La chiesa di Giandezzo è ricordata ancora nelle tradizioni orali di Cola. I vecchi ricordano che dentro vi era un "coccodrillo" imbalsamato, oppure che fu distrutta da un enorme "serpente". Sono tutti elementi che ci rimandano al culto di San Michele, vincitore del "drago" infernale, cioè di Satana .
Giandezzo è un po' più a valle dell'attuale Monteròssolo (Munt-Róssl), ma ancora ben vicino (poche centinaia di metri) per poter affermare che la chiesa di Giandezzo sia la stessa di Monteróssolo, una chiesa della quale abbiamo notizie già nel secolo XII, dedicata allo stesso santo, proprietà della chiesa di Reggio che l'aveva data al monastero cittadino di San Prospero.
Gli storici reggiani, ignari di tale località che non compariva sulle carte allora disponibili, si sono sbizzarriti a cercare di capire dove fosse questa antica chiesa collocata nella curia di Bismantova. Il Saccani la suppponeva "seriamente" presso Carnola, ai piedi della Pietra.
Monteròssolo di Cola ha tutte le carte in regola per dirsi luogo di questa chiesa: è in fronte alla Pietra; la dedicazione a San Michele coincide con quella che la tradizione - correttamente interpretata - attribuisce alla chiesa scomparsa di Cola, sita appunto in Giandezzo, come ricorda anche il Milani, presso un antico borgo chiamato appunto Monte Ròssolo.
Nel 1132 ci fu una famosa controversia tra l'Abate di questo monastero e l'arciprete di Campiòla (o Bismantova, Castelnovo ne' Monti) per i diritti su questa chiesa e sui suoi possedimenti terrieri. Il Papa nominò tre commissari perché ascoltassero e giudicassero: Giovanni, abate di Marola; Federico, arciprete di Carpi e Rodolfo, prevosto di Carpineti. Essi sentenziarono che la chiesa era proprietà del monastero, ma che il suo rettore dovesse far parte dei "canonici" della Pieve e quindi dipendere dall'arciprete.
Nel 1313 ha una rendita di sei lire, ponendosi come terza nella graduatoria dei redditi fra le 18 chiese dipendenti dal monastero .
Su questa chiesa ci sono numerose notizie fino al secolo XVI. Poi inizia la decadenza. Gli anziani nati alla fine dell’Ottocenti ricordavano di avere visto, in Giandezzo, il cumulo delle sue rovine ed è tradizione che il suo portale, in pietra finemente lavorata, sia stato, in anno imprecisato del 1800, trasferito in una casa del vicino borgo di Corte, scalpellandone lo stemma nella chiave dell’arco ed altri emblemi. Ritenendo attendibile questa tradizione, la forma ultima di questa chiesa doveva essere quello di una grossa maestà (o di un piccolo oratorio) aperta per rifugio dei viandanti, come ancora si vede in Garfagnana.

▶ _VOCI REGISTRATE_
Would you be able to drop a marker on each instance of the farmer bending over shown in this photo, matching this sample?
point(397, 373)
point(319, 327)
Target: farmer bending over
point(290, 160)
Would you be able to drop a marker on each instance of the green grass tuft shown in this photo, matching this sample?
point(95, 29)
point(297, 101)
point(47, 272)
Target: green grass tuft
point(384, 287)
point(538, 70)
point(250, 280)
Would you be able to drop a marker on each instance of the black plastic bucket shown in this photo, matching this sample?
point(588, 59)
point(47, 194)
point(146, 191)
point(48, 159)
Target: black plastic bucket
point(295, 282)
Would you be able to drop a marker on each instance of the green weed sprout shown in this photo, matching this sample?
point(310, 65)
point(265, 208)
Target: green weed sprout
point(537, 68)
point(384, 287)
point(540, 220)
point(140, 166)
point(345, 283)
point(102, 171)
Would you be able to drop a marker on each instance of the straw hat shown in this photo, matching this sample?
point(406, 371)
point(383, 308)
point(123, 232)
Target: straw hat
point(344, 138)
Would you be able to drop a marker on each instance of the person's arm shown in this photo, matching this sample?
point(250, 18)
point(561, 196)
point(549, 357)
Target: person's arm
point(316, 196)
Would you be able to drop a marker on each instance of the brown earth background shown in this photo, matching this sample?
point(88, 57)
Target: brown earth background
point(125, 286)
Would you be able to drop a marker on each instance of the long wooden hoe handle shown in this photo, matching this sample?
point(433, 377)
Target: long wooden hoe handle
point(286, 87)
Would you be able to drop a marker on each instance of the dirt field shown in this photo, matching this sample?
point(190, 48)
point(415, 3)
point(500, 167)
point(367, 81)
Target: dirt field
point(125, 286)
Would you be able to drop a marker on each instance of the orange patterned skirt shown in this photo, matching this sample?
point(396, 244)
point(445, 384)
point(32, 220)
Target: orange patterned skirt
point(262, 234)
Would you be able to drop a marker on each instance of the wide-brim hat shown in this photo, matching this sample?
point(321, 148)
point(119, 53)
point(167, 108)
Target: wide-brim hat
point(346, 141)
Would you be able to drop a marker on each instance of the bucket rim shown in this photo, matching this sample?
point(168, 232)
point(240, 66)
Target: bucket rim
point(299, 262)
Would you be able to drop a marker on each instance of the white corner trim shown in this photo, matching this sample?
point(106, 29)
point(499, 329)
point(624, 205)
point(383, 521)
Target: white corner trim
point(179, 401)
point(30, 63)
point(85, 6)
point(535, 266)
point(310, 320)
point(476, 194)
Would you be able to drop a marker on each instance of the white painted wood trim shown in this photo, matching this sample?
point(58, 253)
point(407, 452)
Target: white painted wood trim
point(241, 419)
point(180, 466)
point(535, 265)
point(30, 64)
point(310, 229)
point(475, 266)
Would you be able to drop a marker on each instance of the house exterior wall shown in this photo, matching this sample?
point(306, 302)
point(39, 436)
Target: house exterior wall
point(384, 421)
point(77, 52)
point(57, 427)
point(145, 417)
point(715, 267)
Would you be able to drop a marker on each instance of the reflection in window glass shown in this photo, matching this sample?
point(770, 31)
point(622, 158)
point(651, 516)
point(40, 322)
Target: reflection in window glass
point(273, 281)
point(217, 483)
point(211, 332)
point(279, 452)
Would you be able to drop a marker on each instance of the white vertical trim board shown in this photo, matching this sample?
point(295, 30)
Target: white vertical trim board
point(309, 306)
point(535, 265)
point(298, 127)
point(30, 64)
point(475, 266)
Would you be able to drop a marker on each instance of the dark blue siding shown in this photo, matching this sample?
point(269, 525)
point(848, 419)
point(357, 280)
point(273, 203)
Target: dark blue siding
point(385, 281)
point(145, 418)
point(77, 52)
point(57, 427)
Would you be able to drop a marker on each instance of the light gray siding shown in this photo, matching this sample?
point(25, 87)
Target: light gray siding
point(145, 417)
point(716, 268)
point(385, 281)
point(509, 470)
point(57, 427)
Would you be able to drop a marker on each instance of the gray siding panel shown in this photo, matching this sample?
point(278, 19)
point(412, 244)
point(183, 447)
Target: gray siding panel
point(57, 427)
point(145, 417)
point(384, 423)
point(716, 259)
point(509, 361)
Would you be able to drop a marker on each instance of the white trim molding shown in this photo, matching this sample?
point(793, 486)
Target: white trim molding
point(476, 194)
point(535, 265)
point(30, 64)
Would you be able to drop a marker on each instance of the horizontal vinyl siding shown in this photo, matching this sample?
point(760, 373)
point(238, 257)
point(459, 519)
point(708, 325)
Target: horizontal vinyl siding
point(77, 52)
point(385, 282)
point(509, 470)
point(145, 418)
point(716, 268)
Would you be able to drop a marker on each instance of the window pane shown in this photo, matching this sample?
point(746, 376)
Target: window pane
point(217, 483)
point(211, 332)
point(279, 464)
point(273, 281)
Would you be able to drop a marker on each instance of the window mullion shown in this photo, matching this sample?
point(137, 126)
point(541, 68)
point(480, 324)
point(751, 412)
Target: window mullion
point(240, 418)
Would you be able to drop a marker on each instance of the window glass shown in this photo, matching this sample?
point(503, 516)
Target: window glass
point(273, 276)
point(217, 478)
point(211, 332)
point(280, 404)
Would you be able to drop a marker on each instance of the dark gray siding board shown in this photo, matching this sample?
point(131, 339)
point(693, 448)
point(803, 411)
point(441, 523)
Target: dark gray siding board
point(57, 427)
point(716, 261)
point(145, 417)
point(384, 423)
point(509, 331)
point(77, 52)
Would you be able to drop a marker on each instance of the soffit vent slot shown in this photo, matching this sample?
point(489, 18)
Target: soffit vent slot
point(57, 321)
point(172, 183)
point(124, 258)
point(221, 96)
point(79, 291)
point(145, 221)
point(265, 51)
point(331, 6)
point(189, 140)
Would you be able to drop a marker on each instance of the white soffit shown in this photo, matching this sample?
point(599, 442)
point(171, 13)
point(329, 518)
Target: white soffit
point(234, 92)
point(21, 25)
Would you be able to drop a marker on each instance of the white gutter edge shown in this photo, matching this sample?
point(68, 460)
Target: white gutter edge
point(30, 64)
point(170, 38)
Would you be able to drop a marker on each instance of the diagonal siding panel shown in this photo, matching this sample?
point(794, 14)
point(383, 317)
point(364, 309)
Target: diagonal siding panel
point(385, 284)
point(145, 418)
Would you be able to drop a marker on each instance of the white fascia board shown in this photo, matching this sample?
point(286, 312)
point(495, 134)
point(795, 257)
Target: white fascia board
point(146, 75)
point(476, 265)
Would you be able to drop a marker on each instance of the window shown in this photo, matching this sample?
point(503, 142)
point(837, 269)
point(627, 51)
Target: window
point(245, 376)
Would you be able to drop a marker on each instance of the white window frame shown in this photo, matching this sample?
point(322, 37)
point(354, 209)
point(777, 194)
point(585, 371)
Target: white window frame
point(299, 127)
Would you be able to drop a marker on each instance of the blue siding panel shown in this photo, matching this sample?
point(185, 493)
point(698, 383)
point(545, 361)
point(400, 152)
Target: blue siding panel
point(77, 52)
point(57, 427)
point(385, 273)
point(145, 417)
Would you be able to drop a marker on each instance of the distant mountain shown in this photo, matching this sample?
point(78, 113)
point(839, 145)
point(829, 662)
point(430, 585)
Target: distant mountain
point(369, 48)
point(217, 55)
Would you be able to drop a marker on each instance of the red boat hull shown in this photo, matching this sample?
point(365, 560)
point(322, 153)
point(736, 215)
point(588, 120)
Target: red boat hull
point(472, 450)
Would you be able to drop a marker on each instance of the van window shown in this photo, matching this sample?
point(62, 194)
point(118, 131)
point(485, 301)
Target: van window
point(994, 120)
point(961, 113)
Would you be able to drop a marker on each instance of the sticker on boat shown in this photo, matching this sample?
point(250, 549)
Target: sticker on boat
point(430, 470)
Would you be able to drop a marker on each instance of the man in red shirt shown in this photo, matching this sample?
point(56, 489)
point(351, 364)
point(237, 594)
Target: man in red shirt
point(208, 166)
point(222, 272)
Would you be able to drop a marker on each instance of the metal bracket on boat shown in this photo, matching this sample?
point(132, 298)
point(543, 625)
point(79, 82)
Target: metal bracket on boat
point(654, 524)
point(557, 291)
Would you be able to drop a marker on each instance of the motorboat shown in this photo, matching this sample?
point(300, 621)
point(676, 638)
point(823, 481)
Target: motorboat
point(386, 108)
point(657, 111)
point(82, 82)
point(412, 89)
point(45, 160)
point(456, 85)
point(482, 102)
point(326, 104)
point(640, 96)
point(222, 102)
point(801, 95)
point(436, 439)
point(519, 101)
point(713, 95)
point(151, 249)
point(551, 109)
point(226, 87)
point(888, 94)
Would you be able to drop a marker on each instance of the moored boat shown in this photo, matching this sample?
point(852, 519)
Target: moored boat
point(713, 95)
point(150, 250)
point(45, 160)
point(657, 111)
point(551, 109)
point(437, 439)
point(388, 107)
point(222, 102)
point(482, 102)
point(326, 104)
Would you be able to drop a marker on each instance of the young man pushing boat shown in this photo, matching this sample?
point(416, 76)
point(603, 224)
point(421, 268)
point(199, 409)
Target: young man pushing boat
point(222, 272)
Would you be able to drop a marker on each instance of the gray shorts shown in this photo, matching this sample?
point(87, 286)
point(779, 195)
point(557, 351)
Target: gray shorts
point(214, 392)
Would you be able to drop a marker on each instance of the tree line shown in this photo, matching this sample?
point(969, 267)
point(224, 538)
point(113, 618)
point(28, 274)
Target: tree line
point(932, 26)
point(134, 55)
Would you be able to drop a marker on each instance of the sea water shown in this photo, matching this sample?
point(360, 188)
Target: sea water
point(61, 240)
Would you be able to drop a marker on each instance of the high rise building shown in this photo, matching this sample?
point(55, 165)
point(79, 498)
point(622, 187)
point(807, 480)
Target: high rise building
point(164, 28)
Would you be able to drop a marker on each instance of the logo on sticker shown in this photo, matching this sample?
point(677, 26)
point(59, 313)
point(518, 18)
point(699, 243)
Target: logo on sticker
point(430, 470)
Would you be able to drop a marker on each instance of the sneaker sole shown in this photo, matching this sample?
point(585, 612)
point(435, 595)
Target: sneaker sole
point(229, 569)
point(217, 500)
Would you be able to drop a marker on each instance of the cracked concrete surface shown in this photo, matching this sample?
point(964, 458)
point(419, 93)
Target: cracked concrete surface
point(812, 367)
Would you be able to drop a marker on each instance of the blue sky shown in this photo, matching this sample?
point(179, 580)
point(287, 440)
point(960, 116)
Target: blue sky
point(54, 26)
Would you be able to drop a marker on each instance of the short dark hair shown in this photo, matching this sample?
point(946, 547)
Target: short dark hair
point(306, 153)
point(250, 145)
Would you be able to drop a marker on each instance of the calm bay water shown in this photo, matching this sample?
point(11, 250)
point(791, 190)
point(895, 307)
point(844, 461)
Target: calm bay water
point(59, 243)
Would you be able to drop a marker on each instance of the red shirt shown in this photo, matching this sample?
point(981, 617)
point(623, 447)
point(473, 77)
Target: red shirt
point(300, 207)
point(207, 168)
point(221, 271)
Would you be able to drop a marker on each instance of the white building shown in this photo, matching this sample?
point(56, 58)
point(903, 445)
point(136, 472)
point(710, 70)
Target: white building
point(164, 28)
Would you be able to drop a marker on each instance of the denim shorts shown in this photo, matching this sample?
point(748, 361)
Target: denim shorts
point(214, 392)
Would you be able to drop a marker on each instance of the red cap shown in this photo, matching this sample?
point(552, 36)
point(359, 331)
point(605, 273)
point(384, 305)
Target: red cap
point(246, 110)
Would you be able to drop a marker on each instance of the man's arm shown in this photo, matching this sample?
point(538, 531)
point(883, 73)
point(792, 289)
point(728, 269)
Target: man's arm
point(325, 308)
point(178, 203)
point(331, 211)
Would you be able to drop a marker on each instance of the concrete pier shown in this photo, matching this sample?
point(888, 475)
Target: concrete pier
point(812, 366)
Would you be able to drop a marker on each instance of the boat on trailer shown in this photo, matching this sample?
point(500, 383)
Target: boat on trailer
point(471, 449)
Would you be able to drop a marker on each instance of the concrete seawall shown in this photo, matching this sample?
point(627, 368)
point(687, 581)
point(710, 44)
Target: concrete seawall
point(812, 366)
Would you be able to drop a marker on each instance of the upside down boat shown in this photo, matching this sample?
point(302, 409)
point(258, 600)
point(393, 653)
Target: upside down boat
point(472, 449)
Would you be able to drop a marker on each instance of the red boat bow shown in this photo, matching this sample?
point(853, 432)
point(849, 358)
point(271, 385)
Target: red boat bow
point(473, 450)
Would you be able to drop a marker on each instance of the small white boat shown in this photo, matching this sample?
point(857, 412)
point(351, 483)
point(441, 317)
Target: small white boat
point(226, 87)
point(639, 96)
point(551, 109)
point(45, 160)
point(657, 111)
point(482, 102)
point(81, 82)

▶ _PARTI DELL'ESERCIZIO_
[A] Riporta tale e quale il passo del testo sulla chiesa di Giandezzo: comincia dalle parole "Monteròssolo di Cola" e fermati dopo le parole "quindi dipendere dall'arciprete.".
[B] Modifica le voci a partire dalla riga che contiene "the red shirt" e fermati dopo la riga che contiene "point(221, 271)". Sostituisci "red shirt" con "blue shirt", lascia invariato tutto il resto e riporta soltanto queste righe.

▶ _RISPOSTE COMPLETE_
[A]
Monteròssolo di Cola ha tutte le carte in regola per dirsi luogo di questa chiesa: è in fronte alla Pietra; la dedicazione a San Michele coincide con quella che la tradizione - correttamente interpretata - attribuisce alla chiesa scomparsa di Cola, sita appunto in Giandezzo, come ricorda anche il Milani, presso un antico borgo chiamato appunto Monte Ròssolo.
Nel 1132 ci fu una famosa controversia tra l'Abate di questo monastero e l'arciprete di Campiòla (o Bismantova, Castelnovo ne' Monti) per i diritti su questa chiesa e sui suoi possedimenti terrieri. Il Papa nominò tre commissari perché ascoltassero e giudicassero: Giovanni, abate di Marola; Federico, arciprete di Carpi e Rodolfo, prevosto di Carpineti. Essi sentenziarono che la chiesa era proprietà del monastero, ma che il suo rettore dovesse far parte dei "canonici" della Pieve e quindi dipendere dall'arciprete.

[B]
Would you be able to drop a marker on each instance of the blue shirt shown in this photo, matching this sample?
point(981, 617)
point(623, 447)
point(473, 77)
Target: blue shirt
point(300, 207)
point(207, 168)
point(221, 271)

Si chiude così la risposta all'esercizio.